• _Material for the task_:
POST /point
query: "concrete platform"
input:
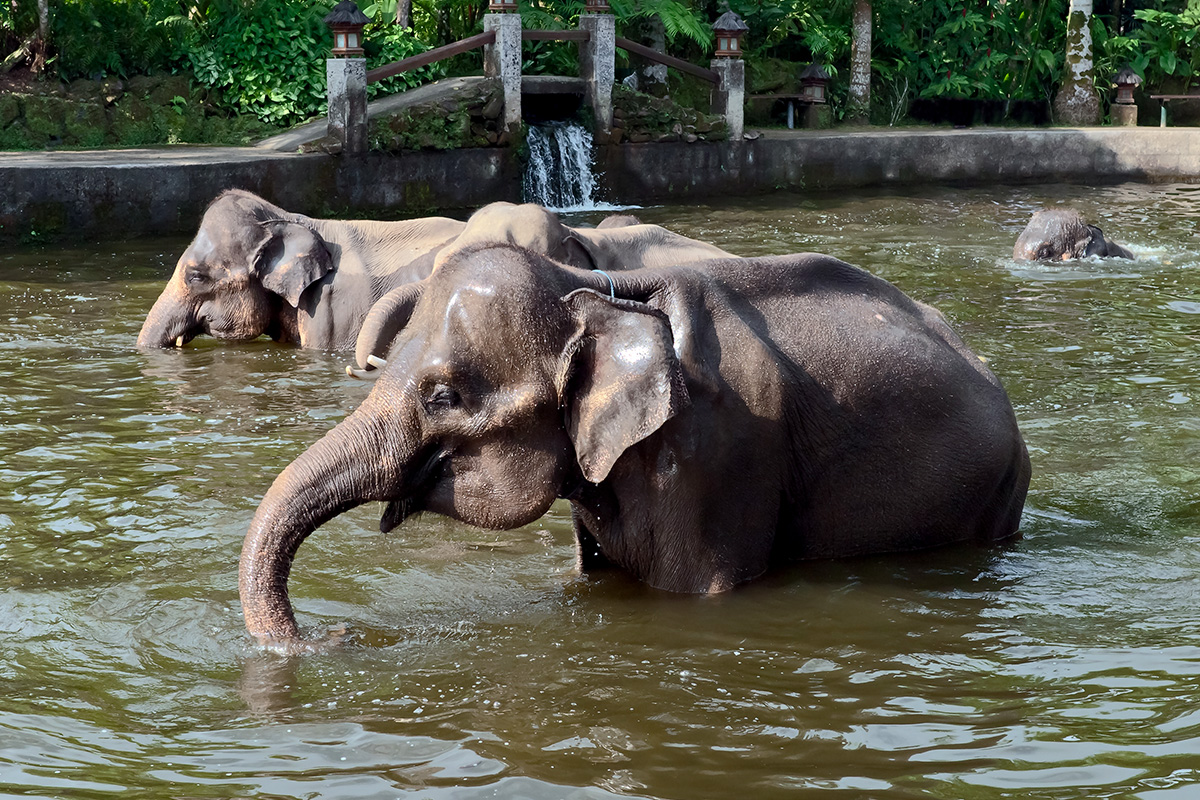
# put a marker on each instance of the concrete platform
(114, 194)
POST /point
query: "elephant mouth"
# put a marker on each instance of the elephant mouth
(433, 468)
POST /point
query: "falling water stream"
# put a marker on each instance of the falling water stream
(558, 174)
(1065, 665)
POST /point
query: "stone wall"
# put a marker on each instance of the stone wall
(115, 194)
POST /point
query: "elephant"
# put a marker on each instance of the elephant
(256, 269)
(1062, 234)
(623, 245)
(706, 422)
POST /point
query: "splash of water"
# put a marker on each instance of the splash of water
(559, 172)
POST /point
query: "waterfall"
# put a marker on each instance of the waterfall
(559, 170)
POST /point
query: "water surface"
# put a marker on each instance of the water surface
(1065, 665)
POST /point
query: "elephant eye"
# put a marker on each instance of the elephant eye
(442, 397)
(196, 276)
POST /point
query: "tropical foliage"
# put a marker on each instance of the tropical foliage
(265, 58)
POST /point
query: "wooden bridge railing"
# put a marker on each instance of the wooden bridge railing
(431, 56)
(670, 60)
(502, 37)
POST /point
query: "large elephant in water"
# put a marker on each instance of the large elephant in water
(619, 242)
(256, 269)
(705, 421)
(1062, 234)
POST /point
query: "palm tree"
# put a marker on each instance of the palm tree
(1077, 102)
(861, 62)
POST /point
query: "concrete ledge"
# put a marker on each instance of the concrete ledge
(115, 194)
(798, 160)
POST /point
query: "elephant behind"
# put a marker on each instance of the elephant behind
(256, 269)
(705, 421)
(1062, 234)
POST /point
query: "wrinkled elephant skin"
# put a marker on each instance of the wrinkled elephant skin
(707, 422)
(256, 269)
(621, 242)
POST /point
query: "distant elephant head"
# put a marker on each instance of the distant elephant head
(1062, 234)
(513, 380)
(246, 259)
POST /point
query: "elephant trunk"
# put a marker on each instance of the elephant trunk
(345, 469)
(168, 323)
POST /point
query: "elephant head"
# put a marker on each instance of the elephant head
(247, 259)
(1062, 234)
(513, 379)
(527, 226)
(623, 244)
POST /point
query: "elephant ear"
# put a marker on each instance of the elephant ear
(387, 318)
(293, 258)
(624, 378)
(580, 252)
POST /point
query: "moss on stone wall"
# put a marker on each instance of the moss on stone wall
(471, 119)
(639, 118)
(144, 110)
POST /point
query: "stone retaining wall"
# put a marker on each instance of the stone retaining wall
(115, 194)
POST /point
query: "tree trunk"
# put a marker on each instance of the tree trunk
(655, 74)
(859, 103)
(405, 13)
(1077, 102)
(43, 36)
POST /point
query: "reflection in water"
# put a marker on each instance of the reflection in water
(1063, 665)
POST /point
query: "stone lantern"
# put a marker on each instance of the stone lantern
(814, 82)
(729, 29)
(1126, 82)
(347, 22)
(1125, 110)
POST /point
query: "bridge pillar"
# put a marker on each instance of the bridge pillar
(730, 94)
(347, 95)
(503, 60)
(598, 67)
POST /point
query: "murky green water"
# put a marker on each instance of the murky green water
(1067, 665)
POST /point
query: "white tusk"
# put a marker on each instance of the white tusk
(361, 374)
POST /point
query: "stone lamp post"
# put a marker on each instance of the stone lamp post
(729, 96)
(815, 96)
(1123, 109)
(346, 76)
(729, 28)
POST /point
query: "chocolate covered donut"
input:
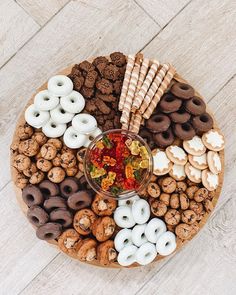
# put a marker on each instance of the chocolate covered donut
(158, 123)
(69, 186)
(169, 103)
(182, 90)
(164, 139)
(37, 216)
(61, 216)
(32, 195)
(48, 188)
(49, 231)
(79, 200)
(181, 116)
(184, 131)
(202, 123)
(54, 203)
(195, 106)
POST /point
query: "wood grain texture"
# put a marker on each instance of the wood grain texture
(64, 42)
(16, 27)
(201, 43)
(161, 10)
(42, 10)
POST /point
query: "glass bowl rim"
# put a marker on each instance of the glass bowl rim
(129, 193)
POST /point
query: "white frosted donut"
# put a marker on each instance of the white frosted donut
(146, 254)
(53, 129)
(155, 228)
(138, 234)
(122, 239)
(73, 139)
(123, 217)
(84, 123)
(45, 101)
(60, 85)
(166, 243)
(141, 211)
(127, 255)
(35, 117)
(59, 115)
(73, 103)
(128, 202)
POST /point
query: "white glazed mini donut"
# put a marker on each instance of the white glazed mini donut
(53, 129)
(141, 211)
(36, 118)
(138, 234)
(84, 123)
(123, 217)
(146, 253)
(45, 101)
(166, 243)
(73, 139)
(60, 85)
(128, 202)
(127, 255)
(155, 228)
(59, 115)
(73, 103)
(122, 239)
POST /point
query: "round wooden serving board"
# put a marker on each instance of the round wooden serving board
(24, 208)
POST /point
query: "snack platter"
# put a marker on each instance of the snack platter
(180, 143)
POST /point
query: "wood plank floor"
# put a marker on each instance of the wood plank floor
(40, 37)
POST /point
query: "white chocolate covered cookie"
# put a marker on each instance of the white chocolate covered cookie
(214, 140)
(210, 180)
(161, 164)
(194, 146)
(176, 154)
(194, 174)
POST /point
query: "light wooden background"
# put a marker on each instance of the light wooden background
(40, 37)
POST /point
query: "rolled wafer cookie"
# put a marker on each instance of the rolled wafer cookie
(131, 90)
(153, 88)
(146, 84)
(128, 71)
(142, 75)
(136, 122)
(164, 85)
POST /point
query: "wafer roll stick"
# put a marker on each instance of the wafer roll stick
(131, 90)
(164, 85)
(142, 75)
(137, 122)
(146, 84)
(128, 71)
(153, 88)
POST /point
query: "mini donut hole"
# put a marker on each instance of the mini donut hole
(203, 118)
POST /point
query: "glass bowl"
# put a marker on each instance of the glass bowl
(144, 178)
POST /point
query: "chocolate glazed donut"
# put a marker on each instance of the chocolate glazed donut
(182, 90)
(158, 123)
(49, 188)
(61, 216)
(164, 139)
(32, 195)
(195, 106)
(169, 103)
(69, 186)
(184, 131)
(202, 123)
(79, 200)
(181, 116)
(37, 216)
(49, 231)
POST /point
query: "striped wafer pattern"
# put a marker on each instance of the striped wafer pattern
(164, 85)
(153, 88)
(128, 71)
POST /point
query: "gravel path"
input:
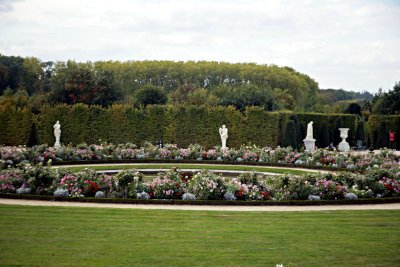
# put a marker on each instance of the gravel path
(394, 206)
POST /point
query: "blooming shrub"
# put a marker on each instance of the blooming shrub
(207, 185)
(280, 155)
(72, 184)
(391, 187)
(247, 186)
(60, 192)
(328, 189)
(188, 196)
(167, 186)
(10, 180)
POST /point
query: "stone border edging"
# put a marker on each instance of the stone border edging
(178, 202)
(393, 206)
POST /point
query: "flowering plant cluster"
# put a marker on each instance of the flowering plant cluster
(207, 185)
(279, 155)
(247, 186)
(204, 185)
(167, 186)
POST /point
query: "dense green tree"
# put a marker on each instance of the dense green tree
(387, 103)
(242, 96)
(150, 95)
(354, 108)
(15, 72)
(290, 138)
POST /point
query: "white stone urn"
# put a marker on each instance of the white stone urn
(344, 146)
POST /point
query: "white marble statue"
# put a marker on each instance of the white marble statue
(223, 131)
(310, 131)
(309, 141)
(344, 146)
(57, 134)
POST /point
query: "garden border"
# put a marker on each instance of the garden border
(215, 162)
(207, 202)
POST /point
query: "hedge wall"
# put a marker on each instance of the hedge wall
(182, 125)
(15, 125)
(325, 127)
(378, 128)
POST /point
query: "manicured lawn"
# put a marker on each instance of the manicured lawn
(190, 166)
(55, 236)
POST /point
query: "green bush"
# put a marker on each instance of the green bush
(182, 125)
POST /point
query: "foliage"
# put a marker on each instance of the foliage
(150, 95)
(207, 185)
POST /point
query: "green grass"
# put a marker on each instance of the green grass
(55, 236)
(190, 166)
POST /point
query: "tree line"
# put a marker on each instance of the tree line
(30, 82)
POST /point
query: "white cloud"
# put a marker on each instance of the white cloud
(347, 44)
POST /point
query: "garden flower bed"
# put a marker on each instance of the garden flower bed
(203, 187)
(252, 155)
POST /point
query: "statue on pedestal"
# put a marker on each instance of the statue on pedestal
(309, 141)
(57, 134)
(344, 146)
(223, 131)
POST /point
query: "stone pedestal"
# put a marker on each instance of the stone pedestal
(57, 145)
(309, 144)
(344, 146)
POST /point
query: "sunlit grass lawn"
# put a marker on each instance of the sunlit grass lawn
(55, 236)
(191, 166)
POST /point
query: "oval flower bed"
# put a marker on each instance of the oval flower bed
(321, 158)
(205, 185)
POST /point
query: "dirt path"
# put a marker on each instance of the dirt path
(395, 206)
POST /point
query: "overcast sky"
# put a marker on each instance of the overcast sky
(354, 45)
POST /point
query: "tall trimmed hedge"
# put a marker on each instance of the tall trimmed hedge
(15, 125)
(378, 128)
(320, 123)
(182, 125)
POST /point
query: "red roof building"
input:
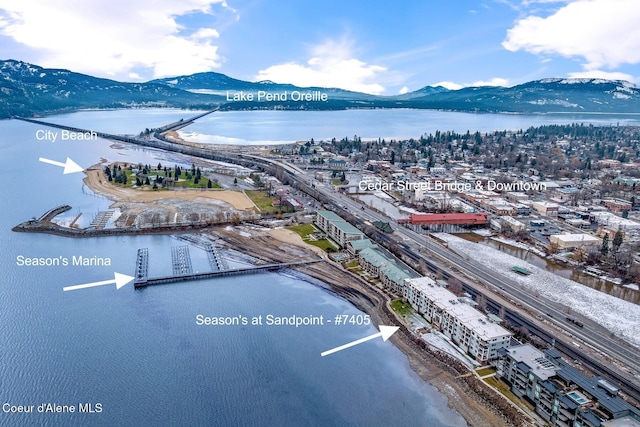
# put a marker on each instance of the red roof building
(447, 219)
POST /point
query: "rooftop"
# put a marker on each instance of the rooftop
(534, 359)
(464, 313)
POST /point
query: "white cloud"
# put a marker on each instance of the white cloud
(603, 33)
(332, 64)
(112, 38)
(205, 33)
(448, 85)
(598, 74)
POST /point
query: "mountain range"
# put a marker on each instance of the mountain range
(28, 90)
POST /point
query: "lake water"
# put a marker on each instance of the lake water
(139, 353)
(264, 127)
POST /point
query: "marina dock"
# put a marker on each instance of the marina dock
(143, 281)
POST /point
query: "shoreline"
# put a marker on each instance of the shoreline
(467, 395)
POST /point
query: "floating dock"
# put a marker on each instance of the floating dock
(142, 282)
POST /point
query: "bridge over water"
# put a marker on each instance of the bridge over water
(182, 271)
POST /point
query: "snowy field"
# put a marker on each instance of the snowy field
(619, 316)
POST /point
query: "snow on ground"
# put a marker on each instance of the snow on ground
(619, 316)
(442, 343)
(516, 244)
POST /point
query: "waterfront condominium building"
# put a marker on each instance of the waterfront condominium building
(560, 393)
(336, 228)
(468, 328)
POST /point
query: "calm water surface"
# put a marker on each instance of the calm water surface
(140, 353)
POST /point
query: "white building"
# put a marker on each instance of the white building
(337, 229)
(546, 208)
(468, 328)
(615, 222)
(572, 241)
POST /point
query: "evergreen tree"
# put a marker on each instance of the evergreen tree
(617, 241)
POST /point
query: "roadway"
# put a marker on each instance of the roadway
(413, 242)
(420, 247)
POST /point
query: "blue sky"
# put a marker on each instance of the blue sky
(370, 46)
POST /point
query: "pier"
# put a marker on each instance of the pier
(140, 283)
(52, 213)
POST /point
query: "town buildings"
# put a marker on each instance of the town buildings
(468, 328)
(560, 393)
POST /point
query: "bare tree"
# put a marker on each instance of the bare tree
(455, 286)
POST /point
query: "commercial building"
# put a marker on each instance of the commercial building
(614, 222)
(447, 219)
(468, 328)
(561, 394)
(617, 205)
(546, 208)
(337, 229)
(572, 241)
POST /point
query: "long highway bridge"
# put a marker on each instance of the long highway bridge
(414, 244)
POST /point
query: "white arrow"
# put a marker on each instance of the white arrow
(385, 333)
(119, 279)
(69, 167)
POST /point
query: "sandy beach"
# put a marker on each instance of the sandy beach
(97, 181)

• _Exercise instructions_: Copy each line of the data above that contains the word "highway".

• _Solution for this exercise_:
query: "long highway bridge"
# put a marker on each instance of the long highway bridge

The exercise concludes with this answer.